**Selected extract:**

Although researcher Dr. Sarah Bailey noted that it was impossible to ask a mouse if it is depressed, they could observe and model its behavior through two tests. The first involved causing the adolescent mice stress by forcing them to swim, while the second induced stress by suspending the mice by their tails.
Normally, a mouse will swim, climb or struggle, and only periodically stop in a period of resignation. A depressed mouse will remain it its resigned state longer than one that is healthy. The mice given human-equivalent doses of Accutane tended to show increased depression-related behavior.
Accutane is a member of the drug class known as retinoids, which have been shown to affect the way the body reads genes. Use of the drug while pregnant is known to damage fetuses and reduce the amount of brain cells that they generate, which is why precautions are taken to ensure women who are pregnant or who may become pregnant do not use the drug, but recent studies suggest that brain-cell generation may be equally important in adolescents and adults. Bailey suggested Accutane might also interfere with the body's production of the mood hormone serotonin.

**Data to examine:**
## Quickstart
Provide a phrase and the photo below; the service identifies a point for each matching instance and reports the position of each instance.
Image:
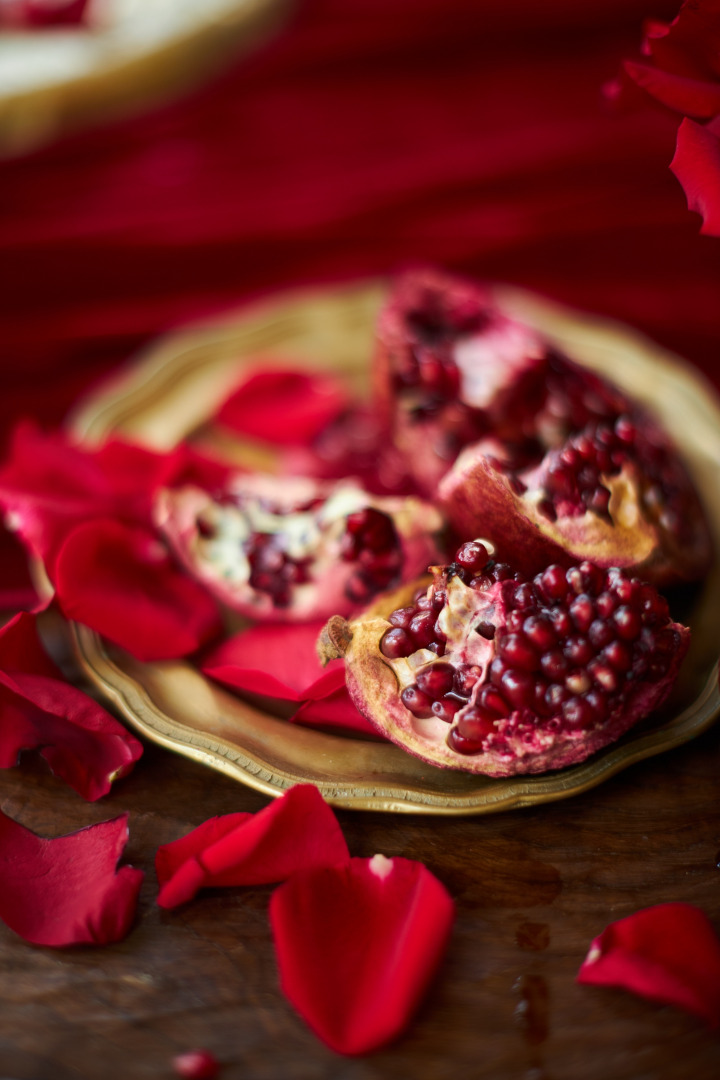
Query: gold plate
(172, 392)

**Parts of the exercise:**
1 – From the passage on Accutane and depression in mice, list the actions a mouse normally performs before periodically stopping in a period of resignation.
2 – Carry on the passage on Accutane and depression in mice, beginning after its final sentence.

**Written answers:**
1 – swim, climb, struggle

2 –
While evidence from the more than 13 million users of Accutane worldwide suggests that only 5 to 10 percent experience the side effect, retinoids have also been implied in connections to Alzheimer's disease and schizophrenia, so doctors are eager to understand how the drug works.
Accutane maker Roche claims, "While no causal link has been established between Accutane and either depression or suicide, we are constantly monitoring all available safety databases on Accutane worldwide." However, the World Health Organization has reported 720 cases of psychiatric problems linked to the use of Accutane, including 84 suicides and suicide attempts.